**Requirements**
Which lines in the items below contain the word "wetsuit"? Pull out each of those lines and copy it in full.
**** Material provided
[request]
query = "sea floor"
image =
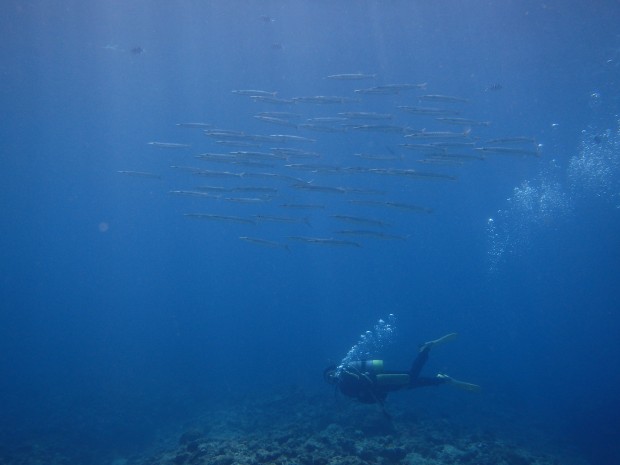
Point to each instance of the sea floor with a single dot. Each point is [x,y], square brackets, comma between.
[298,428]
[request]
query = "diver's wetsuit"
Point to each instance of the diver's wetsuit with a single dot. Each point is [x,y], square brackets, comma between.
[371,388]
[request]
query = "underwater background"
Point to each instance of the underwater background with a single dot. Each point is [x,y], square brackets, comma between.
[140,285]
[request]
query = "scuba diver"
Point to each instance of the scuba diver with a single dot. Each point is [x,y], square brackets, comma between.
[369,383]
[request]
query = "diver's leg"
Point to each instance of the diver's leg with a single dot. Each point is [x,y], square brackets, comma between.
[418,363]
[459,384]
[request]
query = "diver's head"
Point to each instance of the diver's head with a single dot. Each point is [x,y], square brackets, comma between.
[330,375]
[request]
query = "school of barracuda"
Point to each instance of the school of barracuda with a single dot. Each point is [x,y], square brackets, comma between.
[331,170]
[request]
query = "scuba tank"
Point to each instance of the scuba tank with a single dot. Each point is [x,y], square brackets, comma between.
[370,366]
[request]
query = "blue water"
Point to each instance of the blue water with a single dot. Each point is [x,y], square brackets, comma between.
[120,315]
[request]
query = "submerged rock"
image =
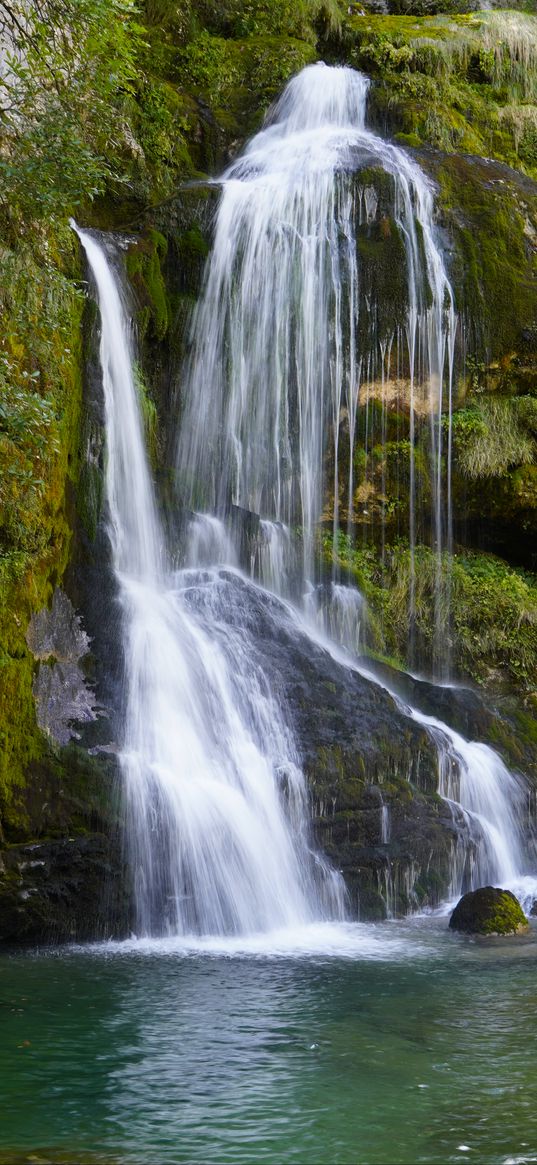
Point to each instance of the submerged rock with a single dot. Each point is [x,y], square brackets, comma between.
[489,910]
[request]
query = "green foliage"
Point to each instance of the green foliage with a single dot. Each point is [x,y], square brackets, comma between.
[494,435]
[68,65]
[493,608]
[450,79]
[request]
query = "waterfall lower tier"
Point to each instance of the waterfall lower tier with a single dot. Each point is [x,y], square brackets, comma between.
[232,699]
[218,825]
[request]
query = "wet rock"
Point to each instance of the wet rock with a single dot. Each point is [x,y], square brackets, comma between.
[68,890]
[63,698]
[489,910]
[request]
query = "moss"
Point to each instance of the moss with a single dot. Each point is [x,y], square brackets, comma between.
[494,609]
[488,911]
[490,216]
[145,260]
[42,386]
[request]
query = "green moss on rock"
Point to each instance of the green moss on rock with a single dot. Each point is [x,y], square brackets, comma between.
[488,910]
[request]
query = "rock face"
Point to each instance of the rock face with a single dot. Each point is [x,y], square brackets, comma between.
[488,910]
[69,890]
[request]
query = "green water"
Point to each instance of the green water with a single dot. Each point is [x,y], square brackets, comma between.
[404,1044]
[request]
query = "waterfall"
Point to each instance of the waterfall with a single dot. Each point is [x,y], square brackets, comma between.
[285,350]
[218,824]
[287,345]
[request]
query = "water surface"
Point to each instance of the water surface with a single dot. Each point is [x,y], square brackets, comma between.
[397,1043]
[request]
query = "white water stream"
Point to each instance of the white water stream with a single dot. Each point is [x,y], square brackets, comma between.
[217,799]
[217,803]
[276,374]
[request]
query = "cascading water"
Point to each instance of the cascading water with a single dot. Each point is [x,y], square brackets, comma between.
[217,800]
[218,821]
[285,348]
[285,339]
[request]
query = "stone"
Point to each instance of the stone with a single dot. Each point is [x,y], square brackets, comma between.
[489,911]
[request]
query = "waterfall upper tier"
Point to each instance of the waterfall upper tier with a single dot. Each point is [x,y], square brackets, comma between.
[287,336]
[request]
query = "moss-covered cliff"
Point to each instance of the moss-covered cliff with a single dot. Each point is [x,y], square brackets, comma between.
[175,90]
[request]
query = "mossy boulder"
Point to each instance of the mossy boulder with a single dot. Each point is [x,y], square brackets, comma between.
[488,910]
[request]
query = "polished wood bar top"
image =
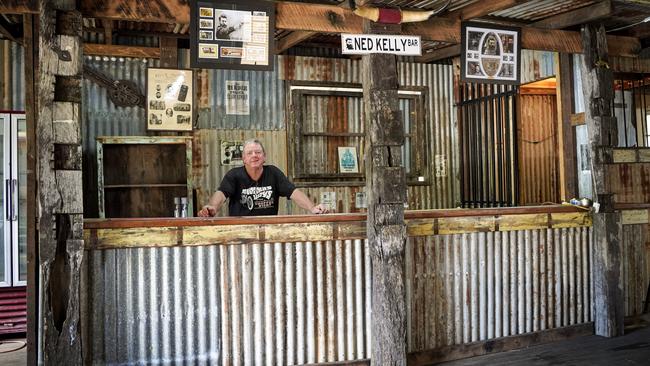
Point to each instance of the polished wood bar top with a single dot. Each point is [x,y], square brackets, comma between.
[337,217]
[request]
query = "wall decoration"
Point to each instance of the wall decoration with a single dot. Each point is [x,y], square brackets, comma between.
[232,34]
[232,152]
[490,54]
[169,99]
[237,97]
[348,159]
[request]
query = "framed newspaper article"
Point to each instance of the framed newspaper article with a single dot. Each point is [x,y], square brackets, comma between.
[232,34]
[170,96]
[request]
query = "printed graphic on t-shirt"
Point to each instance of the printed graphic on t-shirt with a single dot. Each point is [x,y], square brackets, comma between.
[257,197]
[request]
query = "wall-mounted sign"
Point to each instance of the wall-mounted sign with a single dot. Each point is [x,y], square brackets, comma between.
[363,44]
[229,34]
[237,97]
[169,99]
[231,152]
[348,159]
[490,54]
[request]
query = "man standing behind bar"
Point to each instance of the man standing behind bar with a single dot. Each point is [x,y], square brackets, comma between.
[255,189]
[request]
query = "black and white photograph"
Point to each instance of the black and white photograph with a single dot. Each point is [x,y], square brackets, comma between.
[232,25]
[490,53]
[206,35]
[206,12]
[206,23]
[173,110]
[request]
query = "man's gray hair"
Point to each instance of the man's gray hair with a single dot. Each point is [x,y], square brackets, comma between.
[254,141]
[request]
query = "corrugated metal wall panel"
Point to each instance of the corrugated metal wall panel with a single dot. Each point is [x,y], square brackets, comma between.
[307,302]
[442,126]
[156,306]
[536,65]
[102,118]
[274,303]
[207,158]
[537,136]
[478,286]
[12,78]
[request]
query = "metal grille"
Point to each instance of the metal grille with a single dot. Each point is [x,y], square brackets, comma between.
[488,145]
[631,104]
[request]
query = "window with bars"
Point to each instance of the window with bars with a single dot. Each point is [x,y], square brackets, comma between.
[326,117]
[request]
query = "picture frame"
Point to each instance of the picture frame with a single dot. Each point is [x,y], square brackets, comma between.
[232,34]
[170,99]
[490,54]
[348,161]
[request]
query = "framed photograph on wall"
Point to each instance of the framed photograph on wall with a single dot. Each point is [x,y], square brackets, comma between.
[170,95]
[348,162]
[490,54]
[232,34]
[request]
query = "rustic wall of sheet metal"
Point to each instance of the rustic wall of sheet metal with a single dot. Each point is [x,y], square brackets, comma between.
[307,302]
[537,141]
[537,65]
[12,76]
[477,286]
[102,118]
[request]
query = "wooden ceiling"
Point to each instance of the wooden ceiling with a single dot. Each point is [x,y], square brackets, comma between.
[546,24]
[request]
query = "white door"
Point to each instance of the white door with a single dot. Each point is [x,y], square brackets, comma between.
[13,159]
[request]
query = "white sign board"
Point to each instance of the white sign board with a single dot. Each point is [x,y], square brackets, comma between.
[363,44]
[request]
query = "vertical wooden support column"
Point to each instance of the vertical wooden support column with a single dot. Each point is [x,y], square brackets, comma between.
[386,187]
[598,90]
[60,218]
[566,135]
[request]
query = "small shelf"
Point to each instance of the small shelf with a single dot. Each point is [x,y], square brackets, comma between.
[161,185]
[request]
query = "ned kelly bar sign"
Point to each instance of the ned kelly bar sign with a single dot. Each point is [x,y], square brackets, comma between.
[363,44]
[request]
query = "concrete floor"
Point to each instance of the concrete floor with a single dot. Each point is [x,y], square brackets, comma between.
[631,349]
[13,351]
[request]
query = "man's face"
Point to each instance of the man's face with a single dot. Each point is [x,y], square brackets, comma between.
[254,156]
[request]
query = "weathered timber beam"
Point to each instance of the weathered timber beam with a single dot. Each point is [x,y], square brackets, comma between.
[292,39]
[19,7]
[162,11]
[334,19]
[579,16]
[440,54]
[481,8]
[93,49]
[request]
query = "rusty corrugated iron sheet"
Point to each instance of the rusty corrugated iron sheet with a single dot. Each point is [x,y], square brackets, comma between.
[102,118]
[12,76]
[536,65]
[538,160]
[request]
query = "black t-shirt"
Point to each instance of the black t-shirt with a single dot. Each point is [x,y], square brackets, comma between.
[253,198]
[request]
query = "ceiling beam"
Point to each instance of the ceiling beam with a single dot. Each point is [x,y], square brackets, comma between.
[292,39]
[583,15]
[440,54]
[482,8]
[94,49]
[334,19]
[19,7]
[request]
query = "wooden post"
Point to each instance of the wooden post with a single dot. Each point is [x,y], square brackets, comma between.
[598,90]
[566,135]
[386,192]
[60,214]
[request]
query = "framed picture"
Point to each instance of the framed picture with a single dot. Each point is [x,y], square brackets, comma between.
[490,54]
[348,159]
[232,34]
[170,96]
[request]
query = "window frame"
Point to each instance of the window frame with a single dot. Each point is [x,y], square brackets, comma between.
[419,175]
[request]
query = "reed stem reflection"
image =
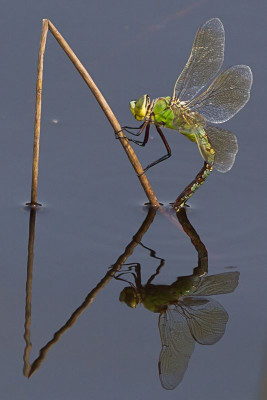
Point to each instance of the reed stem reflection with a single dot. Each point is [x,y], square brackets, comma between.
[29,368]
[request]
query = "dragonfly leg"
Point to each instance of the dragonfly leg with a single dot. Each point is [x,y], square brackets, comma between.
[141,129]
[126,129]
[166,156]
[193,186]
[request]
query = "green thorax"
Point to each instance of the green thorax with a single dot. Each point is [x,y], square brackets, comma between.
[156,298]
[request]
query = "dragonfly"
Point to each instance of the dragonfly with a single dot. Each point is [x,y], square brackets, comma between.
[191,113]
[186,315]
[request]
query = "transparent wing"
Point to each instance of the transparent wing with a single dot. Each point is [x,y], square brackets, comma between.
[225,145]
[205,60]
[177,347]
[217,284]
[227,94]
[206,319]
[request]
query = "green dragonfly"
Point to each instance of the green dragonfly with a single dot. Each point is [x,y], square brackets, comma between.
[186,315]
[191,115]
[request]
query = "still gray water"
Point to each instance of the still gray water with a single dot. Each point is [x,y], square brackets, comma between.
[92,345]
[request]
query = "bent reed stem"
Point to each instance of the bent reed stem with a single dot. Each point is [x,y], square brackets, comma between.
[47,25]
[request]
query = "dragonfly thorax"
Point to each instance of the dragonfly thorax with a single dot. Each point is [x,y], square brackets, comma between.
[140,107]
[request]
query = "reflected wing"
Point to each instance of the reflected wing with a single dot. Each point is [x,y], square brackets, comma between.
[225,145]
[206,319]
[177,347]
[218,284]
[205,60]
[227,94]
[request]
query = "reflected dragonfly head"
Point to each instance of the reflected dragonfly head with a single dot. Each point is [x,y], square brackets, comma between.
[130,296]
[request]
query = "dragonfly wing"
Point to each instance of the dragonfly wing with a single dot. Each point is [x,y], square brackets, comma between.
[177,347]
[225,145]
[206,155]
[205,60]
[218,284]
[227,94]
[206,319]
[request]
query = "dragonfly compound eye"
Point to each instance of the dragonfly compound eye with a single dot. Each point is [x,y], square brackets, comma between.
[139,107]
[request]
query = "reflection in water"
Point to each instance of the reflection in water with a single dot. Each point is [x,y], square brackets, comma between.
[29,368]
[186,313]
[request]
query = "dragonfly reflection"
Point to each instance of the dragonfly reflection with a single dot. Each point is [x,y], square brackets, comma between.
[186,314]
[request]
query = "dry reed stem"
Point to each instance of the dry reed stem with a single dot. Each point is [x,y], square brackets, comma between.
[102,102]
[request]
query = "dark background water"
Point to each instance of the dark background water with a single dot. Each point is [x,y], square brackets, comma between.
[93,202]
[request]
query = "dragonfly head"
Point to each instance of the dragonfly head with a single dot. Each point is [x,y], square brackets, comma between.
[130,296]
[139,107]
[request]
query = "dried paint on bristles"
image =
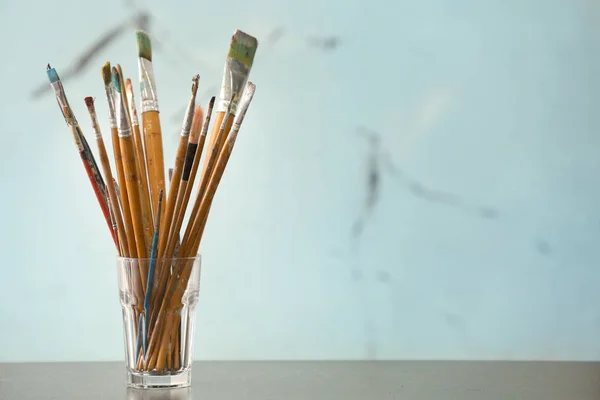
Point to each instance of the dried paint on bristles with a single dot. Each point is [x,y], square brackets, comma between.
[249,91]
[52,74]
[243,47]
[195,81]
[106,76]
[128,86]
[196,124]
[144,45]
[116,79]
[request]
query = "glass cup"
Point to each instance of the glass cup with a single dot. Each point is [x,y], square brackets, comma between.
[158,323]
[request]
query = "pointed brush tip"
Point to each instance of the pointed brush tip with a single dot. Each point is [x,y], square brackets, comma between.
[243,47]
[116,79]
[52,75]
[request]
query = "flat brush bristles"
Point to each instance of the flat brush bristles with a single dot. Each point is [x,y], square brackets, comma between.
[243,48]
[144,45]
[158,263]
[106,74]
[52,74]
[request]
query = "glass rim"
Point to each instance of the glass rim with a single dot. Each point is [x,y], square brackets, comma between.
[197,257]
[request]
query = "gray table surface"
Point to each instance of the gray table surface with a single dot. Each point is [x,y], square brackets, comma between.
[407,380]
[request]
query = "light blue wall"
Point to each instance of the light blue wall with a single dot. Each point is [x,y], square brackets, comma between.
[494,103]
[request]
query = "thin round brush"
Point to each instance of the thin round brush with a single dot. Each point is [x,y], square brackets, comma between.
[150,119]
[123,197]
[112,192]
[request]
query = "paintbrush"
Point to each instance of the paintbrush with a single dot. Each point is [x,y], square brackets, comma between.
[129,166]
[178,237]
[183,195]
[86,155]
[112,192]
[144,207]
[139,143]
[216,176]
[178,285]
[122,194]
[150,119]
[178,168]
[212,157]
[173,189]
[237,69]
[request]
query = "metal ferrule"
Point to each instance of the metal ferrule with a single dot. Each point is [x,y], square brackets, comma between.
[63,103]
[95,126]
[123,126]
[110,97]
[147,86]
[244,104]
[235,77]
[186,127]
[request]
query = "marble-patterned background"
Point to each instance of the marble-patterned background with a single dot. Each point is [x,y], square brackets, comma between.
[414,179]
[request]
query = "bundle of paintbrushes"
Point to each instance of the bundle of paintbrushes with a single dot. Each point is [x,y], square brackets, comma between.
[146,216]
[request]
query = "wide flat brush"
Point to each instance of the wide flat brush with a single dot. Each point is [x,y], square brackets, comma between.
[150,119]
[139,159]
[173,188]
[112,192]
[139,144]
[238,64]
[178,286]
[211,157]
[129,166]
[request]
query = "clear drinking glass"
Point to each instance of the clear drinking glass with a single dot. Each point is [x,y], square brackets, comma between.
[158,323]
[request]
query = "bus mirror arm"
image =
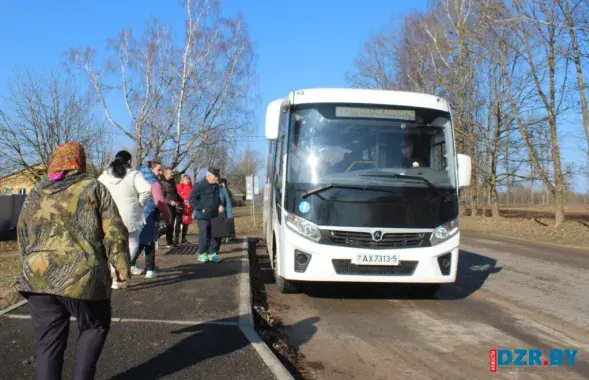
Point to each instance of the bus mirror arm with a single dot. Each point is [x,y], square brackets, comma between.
[464,170]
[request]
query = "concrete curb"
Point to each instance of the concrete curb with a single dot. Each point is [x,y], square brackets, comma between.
[246,320]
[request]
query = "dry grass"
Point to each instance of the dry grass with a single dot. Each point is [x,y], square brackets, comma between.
[9,269]
[571,233]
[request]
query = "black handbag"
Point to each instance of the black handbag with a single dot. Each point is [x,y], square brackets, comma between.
[222,226]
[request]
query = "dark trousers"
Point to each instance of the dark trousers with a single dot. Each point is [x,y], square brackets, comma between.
[205,242]
[184,231]
[149,256]
[51,321]
[173,229]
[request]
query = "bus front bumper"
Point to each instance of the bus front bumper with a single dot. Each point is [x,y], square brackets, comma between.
[305,260]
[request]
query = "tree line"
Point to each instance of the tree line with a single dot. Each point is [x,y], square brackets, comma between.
[514,73]
[182,96]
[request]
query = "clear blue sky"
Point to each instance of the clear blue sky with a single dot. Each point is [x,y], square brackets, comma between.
[300,44]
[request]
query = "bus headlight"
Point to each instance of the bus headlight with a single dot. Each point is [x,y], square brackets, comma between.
[444,232]
[303,227]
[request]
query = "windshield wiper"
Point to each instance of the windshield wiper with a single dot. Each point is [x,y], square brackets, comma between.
[343,186]
[416,177]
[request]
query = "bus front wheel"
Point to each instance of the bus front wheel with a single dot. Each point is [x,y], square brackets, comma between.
[285,286]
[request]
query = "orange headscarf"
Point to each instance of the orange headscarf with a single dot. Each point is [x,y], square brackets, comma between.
[67,157]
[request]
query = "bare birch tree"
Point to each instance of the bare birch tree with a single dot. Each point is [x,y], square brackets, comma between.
[178,95]
[42,111]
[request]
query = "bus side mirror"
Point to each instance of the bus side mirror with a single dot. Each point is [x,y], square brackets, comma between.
[464,170]
[273,119]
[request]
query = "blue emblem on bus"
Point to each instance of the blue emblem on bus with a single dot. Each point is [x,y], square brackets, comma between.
[304,207]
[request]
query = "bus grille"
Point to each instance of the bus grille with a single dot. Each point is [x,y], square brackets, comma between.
[364,240]
[405,268]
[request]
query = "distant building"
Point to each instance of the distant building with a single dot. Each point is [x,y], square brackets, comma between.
[20,182]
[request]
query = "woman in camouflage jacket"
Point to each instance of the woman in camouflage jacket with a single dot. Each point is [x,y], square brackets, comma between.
[69,230]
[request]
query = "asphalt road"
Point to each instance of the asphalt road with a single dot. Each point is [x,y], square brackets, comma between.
[509,295]
[180,325]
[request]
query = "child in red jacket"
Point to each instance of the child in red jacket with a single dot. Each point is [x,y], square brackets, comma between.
[184,188]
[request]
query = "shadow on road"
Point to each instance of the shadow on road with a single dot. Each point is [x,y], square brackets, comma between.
[301,332]
[202,342]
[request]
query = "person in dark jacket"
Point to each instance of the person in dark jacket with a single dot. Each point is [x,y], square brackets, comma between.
[226,203]
[174,203]
[205,199]
[155,206]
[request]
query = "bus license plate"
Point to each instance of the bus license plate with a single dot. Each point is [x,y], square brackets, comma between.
[377,259]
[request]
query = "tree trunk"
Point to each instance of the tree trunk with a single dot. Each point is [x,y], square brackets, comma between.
[577,60]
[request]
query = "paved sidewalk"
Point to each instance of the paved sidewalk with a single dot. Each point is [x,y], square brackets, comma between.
[185,324]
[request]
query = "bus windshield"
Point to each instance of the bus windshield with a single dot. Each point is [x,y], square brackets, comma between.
[342,143]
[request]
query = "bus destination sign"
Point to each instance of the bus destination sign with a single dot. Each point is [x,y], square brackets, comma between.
[375,113]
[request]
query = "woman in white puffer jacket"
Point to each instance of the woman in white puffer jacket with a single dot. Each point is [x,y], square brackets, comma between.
[130,191]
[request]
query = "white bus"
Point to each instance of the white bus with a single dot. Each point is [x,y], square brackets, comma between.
[362,186]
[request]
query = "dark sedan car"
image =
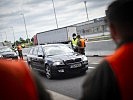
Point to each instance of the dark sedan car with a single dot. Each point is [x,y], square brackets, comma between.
[56,59]
[7,53]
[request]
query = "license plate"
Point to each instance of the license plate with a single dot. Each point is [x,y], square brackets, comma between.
[76,65]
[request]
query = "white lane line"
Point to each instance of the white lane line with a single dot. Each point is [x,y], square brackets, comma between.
[96,63]
[92,67]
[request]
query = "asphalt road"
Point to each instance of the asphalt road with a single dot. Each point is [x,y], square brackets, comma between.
[70,85]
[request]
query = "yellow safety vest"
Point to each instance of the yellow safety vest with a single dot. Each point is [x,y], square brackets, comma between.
[74,42]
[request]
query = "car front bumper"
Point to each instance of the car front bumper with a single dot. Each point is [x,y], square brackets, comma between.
[67,70]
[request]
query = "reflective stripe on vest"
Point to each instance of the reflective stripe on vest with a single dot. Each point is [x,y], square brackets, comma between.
[121,63]
[16,82]
[74,42]
[82,43]
[19,48]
********
**Response**
query = "diver's wetsuit"
Point to each instance of the diver's wetsuit with a single dot. Each point is [x,y], square brackets, comma between.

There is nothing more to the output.